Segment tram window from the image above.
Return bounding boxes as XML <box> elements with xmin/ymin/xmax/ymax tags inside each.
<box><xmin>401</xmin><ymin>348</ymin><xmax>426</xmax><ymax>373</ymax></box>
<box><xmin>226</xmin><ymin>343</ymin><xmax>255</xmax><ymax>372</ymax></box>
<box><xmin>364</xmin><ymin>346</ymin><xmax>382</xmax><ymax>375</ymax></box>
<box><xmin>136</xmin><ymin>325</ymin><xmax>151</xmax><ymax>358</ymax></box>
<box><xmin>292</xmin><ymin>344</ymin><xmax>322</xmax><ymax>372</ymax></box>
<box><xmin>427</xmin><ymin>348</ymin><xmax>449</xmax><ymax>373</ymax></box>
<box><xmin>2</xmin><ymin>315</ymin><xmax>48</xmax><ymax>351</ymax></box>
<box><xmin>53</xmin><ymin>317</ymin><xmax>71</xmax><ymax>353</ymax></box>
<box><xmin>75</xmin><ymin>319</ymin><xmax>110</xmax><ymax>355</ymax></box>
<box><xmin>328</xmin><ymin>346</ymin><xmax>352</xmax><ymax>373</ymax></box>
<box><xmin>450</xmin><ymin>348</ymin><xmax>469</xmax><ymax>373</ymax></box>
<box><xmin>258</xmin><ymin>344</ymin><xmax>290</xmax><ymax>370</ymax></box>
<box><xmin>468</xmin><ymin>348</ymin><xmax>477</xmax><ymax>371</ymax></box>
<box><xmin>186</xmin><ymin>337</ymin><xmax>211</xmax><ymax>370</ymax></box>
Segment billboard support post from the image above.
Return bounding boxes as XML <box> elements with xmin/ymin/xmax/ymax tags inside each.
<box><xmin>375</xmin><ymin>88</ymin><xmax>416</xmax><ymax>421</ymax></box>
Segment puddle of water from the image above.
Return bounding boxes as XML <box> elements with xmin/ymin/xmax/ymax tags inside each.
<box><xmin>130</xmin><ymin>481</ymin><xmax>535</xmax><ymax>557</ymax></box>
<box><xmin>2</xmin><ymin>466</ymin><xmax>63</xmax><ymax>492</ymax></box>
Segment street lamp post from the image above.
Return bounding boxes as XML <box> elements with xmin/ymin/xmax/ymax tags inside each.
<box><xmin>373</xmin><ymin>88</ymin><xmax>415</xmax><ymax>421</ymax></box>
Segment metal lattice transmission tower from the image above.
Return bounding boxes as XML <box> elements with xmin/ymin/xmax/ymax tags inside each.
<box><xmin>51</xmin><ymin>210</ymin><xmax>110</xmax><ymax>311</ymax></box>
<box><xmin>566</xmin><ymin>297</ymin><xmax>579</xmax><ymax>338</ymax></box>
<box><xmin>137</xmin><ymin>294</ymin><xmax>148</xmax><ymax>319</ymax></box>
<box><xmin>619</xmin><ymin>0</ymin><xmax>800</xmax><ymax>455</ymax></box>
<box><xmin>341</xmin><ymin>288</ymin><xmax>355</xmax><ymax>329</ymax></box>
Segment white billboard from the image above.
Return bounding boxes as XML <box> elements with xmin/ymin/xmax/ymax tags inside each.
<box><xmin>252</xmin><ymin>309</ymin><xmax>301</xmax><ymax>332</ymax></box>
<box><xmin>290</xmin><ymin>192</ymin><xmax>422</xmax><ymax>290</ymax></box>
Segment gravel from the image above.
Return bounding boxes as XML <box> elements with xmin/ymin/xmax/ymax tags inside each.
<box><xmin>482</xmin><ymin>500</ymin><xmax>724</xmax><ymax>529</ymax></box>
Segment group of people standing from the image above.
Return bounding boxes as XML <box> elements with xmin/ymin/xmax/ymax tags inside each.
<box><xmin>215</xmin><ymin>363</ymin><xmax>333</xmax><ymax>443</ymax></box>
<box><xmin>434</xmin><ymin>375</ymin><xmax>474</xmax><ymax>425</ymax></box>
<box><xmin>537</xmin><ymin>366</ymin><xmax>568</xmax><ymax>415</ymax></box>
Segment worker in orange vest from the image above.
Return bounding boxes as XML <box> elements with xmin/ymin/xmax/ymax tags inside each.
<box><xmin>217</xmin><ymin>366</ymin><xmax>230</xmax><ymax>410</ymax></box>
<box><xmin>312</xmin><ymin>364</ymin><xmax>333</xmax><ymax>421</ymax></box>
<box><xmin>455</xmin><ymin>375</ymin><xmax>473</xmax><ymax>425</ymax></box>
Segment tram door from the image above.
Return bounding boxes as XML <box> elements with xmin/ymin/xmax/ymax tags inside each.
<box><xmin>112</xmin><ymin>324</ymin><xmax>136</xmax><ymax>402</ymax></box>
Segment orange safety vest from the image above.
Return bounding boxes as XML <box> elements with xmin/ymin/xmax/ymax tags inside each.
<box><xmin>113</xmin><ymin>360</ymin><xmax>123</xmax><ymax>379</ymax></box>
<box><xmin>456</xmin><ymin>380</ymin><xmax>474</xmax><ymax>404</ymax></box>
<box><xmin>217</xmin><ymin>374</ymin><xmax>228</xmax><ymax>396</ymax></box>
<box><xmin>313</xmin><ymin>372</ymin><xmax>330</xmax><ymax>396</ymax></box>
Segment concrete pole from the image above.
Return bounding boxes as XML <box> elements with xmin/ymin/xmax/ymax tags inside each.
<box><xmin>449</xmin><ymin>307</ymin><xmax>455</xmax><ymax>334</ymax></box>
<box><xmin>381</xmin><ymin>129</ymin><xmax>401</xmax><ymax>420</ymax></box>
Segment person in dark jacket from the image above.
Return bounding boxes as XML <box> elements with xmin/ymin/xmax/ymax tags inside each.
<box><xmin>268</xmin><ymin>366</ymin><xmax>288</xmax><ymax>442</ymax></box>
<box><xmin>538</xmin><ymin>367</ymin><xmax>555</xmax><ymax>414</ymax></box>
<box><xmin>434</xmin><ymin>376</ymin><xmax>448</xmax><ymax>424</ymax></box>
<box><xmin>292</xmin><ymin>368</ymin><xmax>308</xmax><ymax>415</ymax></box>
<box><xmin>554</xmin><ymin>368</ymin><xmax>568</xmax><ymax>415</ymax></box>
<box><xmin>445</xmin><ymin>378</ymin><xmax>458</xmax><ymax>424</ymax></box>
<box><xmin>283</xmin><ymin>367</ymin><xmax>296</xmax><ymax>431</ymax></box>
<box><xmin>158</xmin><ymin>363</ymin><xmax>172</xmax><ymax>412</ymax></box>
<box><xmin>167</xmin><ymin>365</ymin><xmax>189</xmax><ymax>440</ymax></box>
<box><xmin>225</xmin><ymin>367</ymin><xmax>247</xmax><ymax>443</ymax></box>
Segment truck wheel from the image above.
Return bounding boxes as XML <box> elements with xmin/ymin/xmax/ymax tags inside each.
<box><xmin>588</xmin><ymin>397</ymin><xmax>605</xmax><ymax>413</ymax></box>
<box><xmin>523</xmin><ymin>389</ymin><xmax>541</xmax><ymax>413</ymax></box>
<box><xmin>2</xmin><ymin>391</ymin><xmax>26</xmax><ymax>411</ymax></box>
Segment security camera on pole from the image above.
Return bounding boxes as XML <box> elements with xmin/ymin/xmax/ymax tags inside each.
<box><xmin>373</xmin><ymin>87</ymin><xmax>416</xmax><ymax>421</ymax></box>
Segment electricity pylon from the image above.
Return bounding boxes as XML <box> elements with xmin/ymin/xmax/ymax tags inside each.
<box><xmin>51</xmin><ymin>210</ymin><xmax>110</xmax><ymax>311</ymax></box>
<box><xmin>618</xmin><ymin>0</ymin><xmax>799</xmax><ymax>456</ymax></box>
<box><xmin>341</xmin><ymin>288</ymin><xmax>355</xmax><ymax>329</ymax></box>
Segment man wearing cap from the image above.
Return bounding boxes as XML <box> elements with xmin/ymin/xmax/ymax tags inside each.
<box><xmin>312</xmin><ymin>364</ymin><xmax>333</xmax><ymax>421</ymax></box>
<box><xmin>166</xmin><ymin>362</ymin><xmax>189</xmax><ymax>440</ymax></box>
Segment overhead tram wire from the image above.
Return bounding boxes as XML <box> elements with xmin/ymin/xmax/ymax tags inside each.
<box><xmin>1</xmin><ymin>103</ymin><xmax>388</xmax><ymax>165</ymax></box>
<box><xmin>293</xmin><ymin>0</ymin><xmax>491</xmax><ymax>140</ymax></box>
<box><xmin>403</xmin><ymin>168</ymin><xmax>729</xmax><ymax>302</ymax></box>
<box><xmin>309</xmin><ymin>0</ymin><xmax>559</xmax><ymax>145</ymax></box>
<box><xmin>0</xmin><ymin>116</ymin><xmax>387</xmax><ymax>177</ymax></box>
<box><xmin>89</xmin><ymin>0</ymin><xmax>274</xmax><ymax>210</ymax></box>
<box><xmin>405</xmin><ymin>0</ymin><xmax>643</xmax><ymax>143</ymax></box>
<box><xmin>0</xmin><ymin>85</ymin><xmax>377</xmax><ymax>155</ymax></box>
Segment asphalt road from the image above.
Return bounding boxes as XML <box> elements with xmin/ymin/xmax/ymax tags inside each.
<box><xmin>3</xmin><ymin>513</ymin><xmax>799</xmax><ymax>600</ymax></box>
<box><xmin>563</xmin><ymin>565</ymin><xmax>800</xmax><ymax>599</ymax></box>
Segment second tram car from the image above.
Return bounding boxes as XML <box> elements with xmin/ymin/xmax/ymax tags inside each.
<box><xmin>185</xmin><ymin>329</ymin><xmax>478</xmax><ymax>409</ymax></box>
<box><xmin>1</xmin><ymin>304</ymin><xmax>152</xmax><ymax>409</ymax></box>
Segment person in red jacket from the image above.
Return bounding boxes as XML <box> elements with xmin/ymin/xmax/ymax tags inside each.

________________________________________

Prompt
Once the line with "Segment metal lattice" is found in the records above, print exactly that line and every line after it through the line with "Segment tram door from the image above.".

Expected answer
Segment metal lattice transmission tower from the image above.
Return bounding boxes as XML <box> elements with xmin/ymin/xmax/ymax tags inside each.
<box><xmin>51</xmin><ymin>210</ymin><xmax>110</xmax><ymax>311</ymax></box>
<box><xmin>566</xmin><ymin>297</ymin><xmax>579</xmax><ymax>338</ymax></box>
<box><xmin>137</xmin><ymin>294</ymin><xmax>148</xmax><ymax>319</ymax></box>
<box><xmin>619</xmin><ymin>0</ymin><xmax>800</xmax><ymax>455</ymax></box>
<box><xmin>341</xmin><ymin>288</ymin><xmax>355</xmax><ymax>329</ymax></box>
Segment white billboard from the image above.
Return bounding boxes as XML <box> elements with xmin/ymin/xmax/ymax tags inside each.
<box><xmin>252</xmin><ymin>309</ymin><xmax>301</xmax><ymax>332</ymax></box>
<box><xmin>290</xmin><ymin>192</ymin><xmax>422</xmax><ymax>290</ymax></box>
Segment gravel from the image above.
Return bounding boxes as XML <box> elements with xmin/ymin/xmax/ymax tags inside each.
<box><xmin>482</xmin><ymin>500</ymin><xmax>724</xmax><ymax>529</ymax></box>
Segment group of people standing from the image above.
Return bounding boxes as XML <box> elements with xmin/ymin/xmax/ymax tags inside each.
<box><xmin>215</xmin><ymin>363</ymin><xmax>333</xmax><ymax>443</ymax></box>
<box><xmin>434</xmin><ymin>375</ymin><xmax>474</xmax><ymax>425</ymax></box>
<box><xmin>537</xmin><ymin>366</ymin><xmax>568</xmax><ymax>415</ymax></box>
Segment worker in orange vest from the image above.
Return bounding boxes as XML <box> elements with xmin/ymin/xmax/ymax tags inside each.
<box><xmin>217</xmin><ymin>366</ymin><xmax>230</xmax><ymax>410</ymax></box>
<box><xmin>312</xmin><ymin>364</ymin><xmax>333</xmax><ymax>421</ymax></box>
<box><xmin>455</xmin><ymin>375</ymin><xmax>473</xmax><ymax>425</ymax></box>
Segment tram door from the image above.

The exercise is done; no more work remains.